### TEXT EXCERPT
-.-.-
“Day four in the Big Brother house.”
I keep expecting to hear Marcus Bentley’s slow, measured, comforting voice to enounce from some hidden microphone in my bedroom. Self-isolation feels a bit like the Big Brother house.
So, why am I self-isolating? Well, I have recently returned from travelling in Italy and, on the advice of both Public Health England and my workplace, I have been told to stay at home in quarantine.
I arrived in Italy on the very same day that the first news of the escalating Coronavirus crisis broke there, and I rode a tidal wave of escalating media panic from the north of the country to the south always, seemingly, staying one day ahead of the lockdowns: from Turin and Milan, to Florence, and then Rome.
Now returned home, I am fortunate that I have remote access, so I am able to continue working but, nevertheless, it feels a strange experience being in self-isolation.
Thankfully, I currently show no symptoms of the disease but, at the same time, I feel like I am in a sickbay, which psychologically makes me feel a bit of an invalid. I am over-analysing every slight splutter and sniffle; and overdosing on the comfort of milky, hot drinks.
The outside world suddenly seems a rather remote place, which I only have a tenuous connection to. On day two of my self-isolation, I received a phone call from a cold caller who, upon admitting that she herself was ringing from self-isolation suddenly morphed from nuisance stranger to new best friend.
I feel as though I want to be able to use this unexpected enforced time at home fruitfully: write that bestselling novel; learn how to do marquetry but, instead, I am spending most of my time just waiting.
Waiting and hoping.
© E. C. Glendenny
E. C. Glendenny is feeling a bit stir-crazy in self-isolation.
-.-.-
Pointing data for regions
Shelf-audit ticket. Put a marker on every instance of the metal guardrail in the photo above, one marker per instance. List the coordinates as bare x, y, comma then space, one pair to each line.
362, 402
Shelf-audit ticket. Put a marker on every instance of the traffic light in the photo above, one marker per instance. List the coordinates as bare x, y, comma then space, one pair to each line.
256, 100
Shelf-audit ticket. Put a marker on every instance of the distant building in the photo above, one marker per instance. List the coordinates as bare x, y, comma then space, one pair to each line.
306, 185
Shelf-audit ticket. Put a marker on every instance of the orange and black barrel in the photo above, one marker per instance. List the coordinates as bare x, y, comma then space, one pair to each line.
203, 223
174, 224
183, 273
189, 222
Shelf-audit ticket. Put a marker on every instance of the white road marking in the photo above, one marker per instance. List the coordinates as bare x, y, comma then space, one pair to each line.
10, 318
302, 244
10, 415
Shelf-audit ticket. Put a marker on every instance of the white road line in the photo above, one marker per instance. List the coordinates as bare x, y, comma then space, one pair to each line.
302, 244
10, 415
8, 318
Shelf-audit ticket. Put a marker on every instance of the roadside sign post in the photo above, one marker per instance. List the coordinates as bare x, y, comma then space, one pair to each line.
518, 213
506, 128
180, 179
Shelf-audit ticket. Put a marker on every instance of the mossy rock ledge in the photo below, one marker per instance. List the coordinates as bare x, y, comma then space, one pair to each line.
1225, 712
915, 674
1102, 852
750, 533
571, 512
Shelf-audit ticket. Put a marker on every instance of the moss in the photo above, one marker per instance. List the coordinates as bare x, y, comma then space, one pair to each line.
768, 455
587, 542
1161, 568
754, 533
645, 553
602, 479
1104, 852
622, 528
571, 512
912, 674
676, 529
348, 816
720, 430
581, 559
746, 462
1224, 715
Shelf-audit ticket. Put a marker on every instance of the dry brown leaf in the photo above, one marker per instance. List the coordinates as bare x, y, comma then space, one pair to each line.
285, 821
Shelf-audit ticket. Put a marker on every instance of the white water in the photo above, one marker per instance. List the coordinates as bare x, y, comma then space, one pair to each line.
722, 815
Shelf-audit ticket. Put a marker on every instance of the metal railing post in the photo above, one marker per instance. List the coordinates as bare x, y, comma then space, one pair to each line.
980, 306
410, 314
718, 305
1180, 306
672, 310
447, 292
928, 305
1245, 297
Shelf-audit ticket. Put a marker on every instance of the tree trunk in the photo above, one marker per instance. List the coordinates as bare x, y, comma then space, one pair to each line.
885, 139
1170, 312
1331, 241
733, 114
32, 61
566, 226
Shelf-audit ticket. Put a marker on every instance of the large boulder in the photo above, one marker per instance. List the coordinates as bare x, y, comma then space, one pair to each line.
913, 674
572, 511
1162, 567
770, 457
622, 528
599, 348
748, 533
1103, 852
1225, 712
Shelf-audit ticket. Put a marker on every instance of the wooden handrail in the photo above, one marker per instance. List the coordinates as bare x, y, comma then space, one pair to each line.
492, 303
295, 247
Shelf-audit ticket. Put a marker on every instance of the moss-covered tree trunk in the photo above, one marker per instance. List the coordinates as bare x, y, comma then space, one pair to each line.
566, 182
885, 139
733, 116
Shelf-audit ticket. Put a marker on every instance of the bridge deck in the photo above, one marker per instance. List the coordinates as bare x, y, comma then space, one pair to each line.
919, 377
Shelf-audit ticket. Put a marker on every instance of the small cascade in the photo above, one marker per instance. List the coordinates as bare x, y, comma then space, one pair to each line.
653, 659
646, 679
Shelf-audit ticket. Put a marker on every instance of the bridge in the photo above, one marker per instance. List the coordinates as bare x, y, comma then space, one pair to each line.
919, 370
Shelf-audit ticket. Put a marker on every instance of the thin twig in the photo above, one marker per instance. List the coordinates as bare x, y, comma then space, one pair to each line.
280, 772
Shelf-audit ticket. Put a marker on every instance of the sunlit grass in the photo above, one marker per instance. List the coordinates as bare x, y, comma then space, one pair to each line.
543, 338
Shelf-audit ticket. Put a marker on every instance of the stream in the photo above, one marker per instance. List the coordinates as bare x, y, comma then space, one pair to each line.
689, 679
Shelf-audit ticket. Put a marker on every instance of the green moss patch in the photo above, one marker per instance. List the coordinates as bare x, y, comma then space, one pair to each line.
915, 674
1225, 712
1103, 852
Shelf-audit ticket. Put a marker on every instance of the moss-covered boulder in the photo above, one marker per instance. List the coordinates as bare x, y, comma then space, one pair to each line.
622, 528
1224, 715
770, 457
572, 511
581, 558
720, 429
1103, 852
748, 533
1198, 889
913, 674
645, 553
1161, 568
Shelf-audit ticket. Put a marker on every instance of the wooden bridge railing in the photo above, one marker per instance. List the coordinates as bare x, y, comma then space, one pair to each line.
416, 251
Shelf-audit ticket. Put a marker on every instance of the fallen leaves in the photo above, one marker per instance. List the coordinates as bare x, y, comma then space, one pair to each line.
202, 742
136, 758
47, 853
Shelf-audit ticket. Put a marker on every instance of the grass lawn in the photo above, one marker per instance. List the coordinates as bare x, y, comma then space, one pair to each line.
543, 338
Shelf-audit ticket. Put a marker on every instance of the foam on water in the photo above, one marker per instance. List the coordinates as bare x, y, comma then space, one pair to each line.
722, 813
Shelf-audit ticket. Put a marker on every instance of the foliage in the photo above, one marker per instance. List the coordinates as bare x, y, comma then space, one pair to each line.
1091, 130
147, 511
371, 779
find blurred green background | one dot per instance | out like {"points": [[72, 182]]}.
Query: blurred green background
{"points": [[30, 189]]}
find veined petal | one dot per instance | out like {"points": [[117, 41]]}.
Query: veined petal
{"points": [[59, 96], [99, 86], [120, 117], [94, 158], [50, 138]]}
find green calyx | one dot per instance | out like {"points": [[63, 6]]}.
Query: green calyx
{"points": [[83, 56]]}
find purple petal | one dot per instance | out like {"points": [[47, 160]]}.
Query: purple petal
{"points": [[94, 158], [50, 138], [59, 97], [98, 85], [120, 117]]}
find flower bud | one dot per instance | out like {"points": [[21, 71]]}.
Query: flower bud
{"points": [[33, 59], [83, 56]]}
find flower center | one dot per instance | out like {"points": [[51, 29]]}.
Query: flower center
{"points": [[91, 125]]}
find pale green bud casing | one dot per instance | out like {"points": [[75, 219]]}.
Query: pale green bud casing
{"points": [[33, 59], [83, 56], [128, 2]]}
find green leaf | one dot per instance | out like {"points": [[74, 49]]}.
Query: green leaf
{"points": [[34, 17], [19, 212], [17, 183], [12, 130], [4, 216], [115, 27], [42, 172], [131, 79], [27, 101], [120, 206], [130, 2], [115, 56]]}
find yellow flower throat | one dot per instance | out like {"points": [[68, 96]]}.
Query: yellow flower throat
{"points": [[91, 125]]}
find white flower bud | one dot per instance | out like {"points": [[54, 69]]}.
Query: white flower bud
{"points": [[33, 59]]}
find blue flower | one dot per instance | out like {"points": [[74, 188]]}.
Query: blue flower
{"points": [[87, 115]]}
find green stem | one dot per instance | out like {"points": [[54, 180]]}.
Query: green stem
-.-.-
### TO DO
1. Decide whether each statement agrees with the self-isolation diary, answering yes or no and quoting the words that settle it.
(a) The writer traveled through Italy from the south of the country to the north.
(b) The writer currently has symptoms of the disease.
(c) The writer is able to keep working while at home.
2. Answer these questions using the self-isolation diary.
(a) On which day of self-isolation did the cold caller phone?
(b) Which Italian cities does the writer name, in the order given?
(c) What craft does the writer mention wanting to learn?
Rely only on the self-isolation diary when responding.

### TASK-BY-TASK OUTPUTS
1.
(a) No: "from the north of the country to the south"
(b) No: "I currently show no symptoms of the disease"
(c) Yes: "I have remote access, so I am able to continue working"

2.
(a) Day two
(b) Turin and Milan, Florence, then Rome
(c) Marquetry